→ **Given exercise**
Can the data below be echoed back word for word?

→ **Material for the task**
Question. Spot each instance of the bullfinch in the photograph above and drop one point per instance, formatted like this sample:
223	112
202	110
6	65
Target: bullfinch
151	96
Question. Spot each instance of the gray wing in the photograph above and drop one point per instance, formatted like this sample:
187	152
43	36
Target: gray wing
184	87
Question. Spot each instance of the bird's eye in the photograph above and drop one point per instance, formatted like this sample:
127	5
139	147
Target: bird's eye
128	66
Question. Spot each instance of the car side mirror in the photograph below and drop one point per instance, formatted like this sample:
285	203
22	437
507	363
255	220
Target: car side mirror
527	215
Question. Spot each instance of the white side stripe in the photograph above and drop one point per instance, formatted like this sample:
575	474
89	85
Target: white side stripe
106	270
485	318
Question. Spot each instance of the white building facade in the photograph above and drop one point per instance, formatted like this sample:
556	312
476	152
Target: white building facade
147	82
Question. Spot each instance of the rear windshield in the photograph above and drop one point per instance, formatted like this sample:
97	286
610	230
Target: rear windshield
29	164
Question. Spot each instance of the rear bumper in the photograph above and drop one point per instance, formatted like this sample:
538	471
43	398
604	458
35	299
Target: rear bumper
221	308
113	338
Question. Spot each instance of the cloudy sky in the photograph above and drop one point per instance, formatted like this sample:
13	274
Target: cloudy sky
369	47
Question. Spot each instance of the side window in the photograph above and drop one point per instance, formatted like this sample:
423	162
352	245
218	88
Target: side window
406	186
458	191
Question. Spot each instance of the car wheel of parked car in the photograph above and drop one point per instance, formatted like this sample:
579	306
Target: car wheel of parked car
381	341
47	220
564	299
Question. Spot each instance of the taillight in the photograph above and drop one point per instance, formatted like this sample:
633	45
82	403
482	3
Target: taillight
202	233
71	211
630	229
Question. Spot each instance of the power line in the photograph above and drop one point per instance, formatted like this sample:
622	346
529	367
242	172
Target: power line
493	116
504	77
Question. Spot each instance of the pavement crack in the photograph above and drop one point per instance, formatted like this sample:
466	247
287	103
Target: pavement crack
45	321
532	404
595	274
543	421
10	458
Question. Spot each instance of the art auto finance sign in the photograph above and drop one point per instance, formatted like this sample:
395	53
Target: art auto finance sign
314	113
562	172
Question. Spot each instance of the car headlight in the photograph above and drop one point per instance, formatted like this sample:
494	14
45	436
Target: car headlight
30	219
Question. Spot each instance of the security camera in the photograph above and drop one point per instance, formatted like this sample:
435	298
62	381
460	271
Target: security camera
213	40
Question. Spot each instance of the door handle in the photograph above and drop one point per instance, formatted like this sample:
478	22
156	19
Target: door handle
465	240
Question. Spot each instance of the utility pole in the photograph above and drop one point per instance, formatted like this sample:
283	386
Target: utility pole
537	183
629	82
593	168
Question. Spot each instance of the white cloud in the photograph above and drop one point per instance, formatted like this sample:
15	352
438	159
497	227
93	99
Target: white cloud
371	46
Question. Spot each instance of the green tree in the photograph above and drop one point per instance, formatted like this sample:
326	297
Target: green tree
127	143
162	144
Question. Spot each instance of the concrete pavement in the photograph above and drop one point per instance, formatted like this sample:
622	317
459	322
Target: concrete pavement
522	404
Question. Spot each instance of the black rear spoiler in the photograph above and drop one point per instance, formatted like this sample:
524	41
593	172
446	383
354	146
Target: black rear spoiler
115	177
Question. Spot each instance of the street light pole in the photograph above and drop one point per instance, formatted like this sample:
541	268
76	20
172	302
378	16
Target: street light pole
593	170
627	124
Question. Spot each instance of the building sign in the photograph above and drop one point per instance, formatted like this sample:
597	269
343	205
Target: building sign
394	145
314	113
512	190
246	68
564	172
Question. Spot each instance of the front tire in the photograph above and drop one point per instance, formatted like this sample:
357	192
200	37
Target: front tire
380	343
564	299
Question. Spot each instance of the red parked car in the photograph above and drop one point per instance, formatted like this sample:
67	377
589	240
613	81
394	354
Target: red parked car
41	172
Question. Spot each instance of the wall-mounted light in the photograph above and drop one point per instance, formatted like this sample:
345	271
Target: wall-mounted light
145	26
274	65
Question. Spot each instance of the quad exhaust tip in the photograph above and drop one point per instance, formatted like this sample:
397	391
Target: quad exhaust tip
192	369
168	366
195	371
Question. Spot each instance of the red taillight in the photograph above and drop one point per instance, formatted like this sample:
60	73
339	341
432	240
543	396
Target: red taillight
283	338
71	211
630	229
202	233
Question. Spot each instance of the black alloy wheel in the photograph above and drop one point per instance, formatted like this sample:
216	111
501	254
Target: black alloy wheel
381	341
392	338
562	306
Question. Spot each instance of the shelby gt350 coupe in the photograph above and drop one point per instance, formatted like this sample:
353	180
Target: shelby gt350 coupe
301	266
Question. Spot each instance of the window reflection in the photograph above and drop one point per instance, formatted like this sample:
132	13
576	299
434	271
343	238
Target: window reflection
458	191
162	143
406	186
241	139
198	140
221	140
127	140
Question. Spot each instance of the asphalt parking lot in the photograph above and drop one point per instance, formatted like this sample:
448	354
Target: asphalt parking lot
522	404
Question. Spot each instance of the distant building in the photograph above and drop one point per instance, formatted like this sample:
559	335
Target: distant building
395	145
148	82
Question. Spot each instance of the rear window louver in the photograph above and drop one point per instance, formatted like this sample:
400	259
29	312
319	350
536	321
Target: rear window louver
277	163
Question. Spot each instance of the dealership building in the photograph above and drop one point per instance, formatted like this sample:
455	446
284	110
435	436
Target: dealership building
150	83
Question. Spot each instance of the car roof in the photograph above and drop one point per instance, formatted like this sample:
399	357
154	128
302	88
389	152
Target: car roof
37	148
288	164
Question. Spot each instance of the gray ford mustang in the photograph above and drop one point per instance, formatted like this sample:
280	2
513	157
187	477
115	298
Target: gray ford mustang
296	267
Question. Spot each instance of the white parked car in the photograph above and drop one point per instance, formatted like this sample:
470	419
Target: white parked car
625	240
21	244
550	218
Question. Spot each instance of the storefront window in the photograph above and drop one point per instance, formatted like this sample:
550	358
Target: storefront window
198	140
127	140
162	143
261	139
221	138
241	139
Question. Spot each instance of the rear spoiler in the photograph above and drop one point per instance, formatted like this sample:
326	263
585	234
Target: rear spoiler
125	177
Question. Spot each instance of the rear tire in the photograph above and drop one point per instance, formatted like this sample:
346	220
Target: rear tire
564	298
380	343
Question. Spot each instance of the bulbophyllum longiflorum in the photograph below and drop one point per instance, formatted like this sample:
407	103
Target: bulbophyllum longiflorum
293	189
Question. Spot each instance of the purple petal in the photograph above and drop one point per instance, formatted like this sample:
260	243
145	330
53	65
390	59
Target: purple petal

→ **The result**
Question. Spot each instance of the bullfinch in the photograph above and drop one point per instance, formatted like this sample:
223	112
202	110
6	65
Target: bullfinch
151	96
Question. Spot each instance of the gray wing in the photograph above and drop one point per instance, formatted like this sample:
187	152
43	36
Target: gray wing
184	87
Question. Spot each instance of the bird's eye in the photograph above and drop one point per instance, formatted like this sample:
127	5
139	147
Target: bird's eye
128	66
Question. Spot each instance of the car side mirror in the photograph below and drop one point per instance, formatted like this sample:
285	203
22	437
507	363
255	220
Target: car side mirror
527	215
Question. Spot each instance of the white side stripe in the photograph above and drop one point per instance, formatted like this sample:
575	474
89	85
Target: white side stripe
106	270
485	318
Question. Spot each instance of the white building facade in the photograph above and drop one point per instance, formatted like this sample:
556	312
476	152
Target: white building facade
147	82
Question. Spot each instance of the rear windshield in the photograph above and drop one point per instance, formatted like this sample:
97	286
610	230
Target: rear windshield
29	164
Question. Spot each instance of the rear bumper in the photograph above and drop one point per instance, formatted like this sample:
538	471
43	398
604	458
35	299
Target: rear bumper
221	308
113	338
Question. Spot each instance of the cloudy sky in the photograph above and drop one point per instance, formatted like this sample:
13	274
Target: cloudy sky
369	47
Question. Spot each instance of the side window in the photograph above and drop one point per instance, formatted like this sample:
423	162
352	245
218	88
Target: side window
406	186
458	191
Question. Spot each instance of the car wheel of parked car in the photograph above and drop one point per instance, formatted like this sample:
579	306
Target: car wheel of parked car
381	341
47	220
564	299
Question. Spot each instance of the taillight in the photograph above and drop one point per instance, formatted like this sample:
633	45
82	403
482	3
Target: taillight
202	233
71	211
630	229
Question. Spot each instance of the power line in the photograph above and drop one point per instance, formatted like this sample:
622	346
529	367
242	172
Target: power line
493	116
504	77
Question. Spot each instance of the pavement crack in the photograph above and drop one point per instance, formatted like this sample:
466	247
287	103
Target: pavement crack
45	321
532	404
595	274
543	421
10	458
Question. Spot each instance of the art auto finance sign in the photograph above and drop one point per instance, formatted like this sample:
395	53
Target: art auto finance sign
314	113
562	172
Question. Spot each instance of the car headlight in the photograph above and drop one point per instance, formatted like this sample:
494	14
45	436
Target: car headlight
30	219
Question. Spot each instance of the security camera in the photograph above and drop one point per instance, formatted like this sample:
435	298
62	381
460	271
Target: security camera
213	40
Question. Spot each instance of the door handle in the photograph above and drop one point per instance, formatted like this sample:
478	22
156	19
Target: door handle
465	240
Question. Spot each instance of the utility pole in the photograph above and drop one point per instance, formatted like this sample:
283	386
Target: utility pole
537	183
629	82
593	168
Question. Spot each instance of the white cloud in the photograph above and drop one point per instance, formatted like this sample:
15	352
438	159
497	227
93	99
Target: white cloud
371	46
Question. Spot each instance of the green tree in the photograph above and drop one point per instance, formatted like this sample:
326	297
Target: green tree
127	143
162	144
Question. Spot each instance of the concrete pavement in the photograph above and drop one point per instance, formatted like this sample:
622	317
459	322
Target: concrete pavement
522	404
Question. Spot each instance of the black rear spoiler in the photograph above and drop one point per instance, formatted like this sample:
524	41
593	172
446	383
354	146
Target: black rear spoiler
115	177
Question. Spot each instance of the street light pole in the photograph above and drop one point per instance, formatted like this sample:
541	268
76	20
172	302
378	16
Target: street light pole
593	170
627	124
Question. Spot each instance of the building sign in the photograph above and drop one point per instance, formatted like this sample:
597	269
343	205
Target: building sign
394	145
314	113
512	190
246	68
564	172
Question. Spot each instance of the front tire in the photograph above and drop one point per instance, formatted like this sample:
357	192
200	37
Target: front tire
380	343
564	299
Question. Spot each instance of the red parked car in the photograph above and drop one point per instance, formatted like this sample:
67	377
589	240
613	81
394	354
Target: red parked car
41	172
Question. Spot each instance of the wall-mounted light in the photograph above and drop one point per instance, formatted like this sample:
345	271
Target: wall-mounted light
145	26
274	65
Question. Spot each instance of the quad exhaust tip in the photograph above and drop one point per instance, formatted like this sample:
397	391
Target: quad exhaust tip
192	369
168	366
195	371
Question. Spot each instance of the red taillight in the photograph above and drop one point per instance, formatted like this sample:
60	73
339	341
432	240
543	396
Target: red taillight
283	338
71	211
630	229
202	233
Question. Spot each instance of the black alloy wheel in the photograph above and drop one point per instance, formatted like this sample:
216	111
501	254
Target: black alloy wheel
381	341
392	338
562	306
Question. Spot each instance of the shelby gt350 coupe in the photograph above and drop one point per instance, formatted like this sample:
353	180
Target: shelby gt350 coupe
301	266
Question. Spot each instance of the window reflection in the photograph above and drop one point per instance, formatted like this sample:
132	13
576	299
434	271
343	238
Target: window reflection
458	191
162	143
406	186
241	139
198	140
221	140
127	140
Question. Spot each instance of the asphalt parking lot in the photograph above and drop one point per instance, formatted like this sample:
448	354
Target: asphalt parking lot
522	404
Question. Spot each instance of the distant building in the photograph above and drop one point per instance, formatted like this sample:
559	335
Target: distant building
395	145
148	82
Question. Spot each instance of the rear window louver in the photograph above and drop one point per instance, formatted like this sample:
400	259
29	312
319	350
536	321
Target: rear window louver
277	163
Question. Spot each instance of the dealership building in the photograph above and drop one point per instance, formatted like this sample:
455	446
284	110
435	436
Target: dealership building
150	83
Question. Spot each instance of the car roof in the photograph above and drop one point per instance, formatted like this sample:
399	357
154	128
302	88
389	152
Target: car roof
37	148
288	164
Question. Spot each instance of the gray ford mustang in the photograph above and drop one point per instance, formatted like this sample:
280	2
513	157
187	477
115	298
Target: gray ford mustang
296	267
Question. Spot each instance of the white parked car in the photograph above and drop one point per instance, formatted like this sample:
470	419
Target: white parked car
625	240
21	244
550	218
Question. Spot each instance of the storefront window in the photograph above and drop one point per instance, formatted like this sample:
550	358
Target: storefront window
198	140
127	140
162	143
261	139
221	138
241	139
Question. Spot each instance of the rear spoiler in the photograph above and drop one point per instance, formatted like this sample:
326	263
585	234
Target: rear spoiler
125	177
Question. Spot each instance of the rear tire in the photograph above and drop one point per instance, formatted like this sample:
346	220
Target: rear tire
564	298
380	343
Question. Spot each instance of the bulbophyllum longiflorum in the photograph below and drop one point per instance, formatted like this sample:
407	103
Target: bulbophyllum longiflorum
293	189
Question. Spot each instance of the purple petal in the photograph above and drop one point per instance, formatted like this sample:
260	243
145	330
53	65
390	59
Target: purple petal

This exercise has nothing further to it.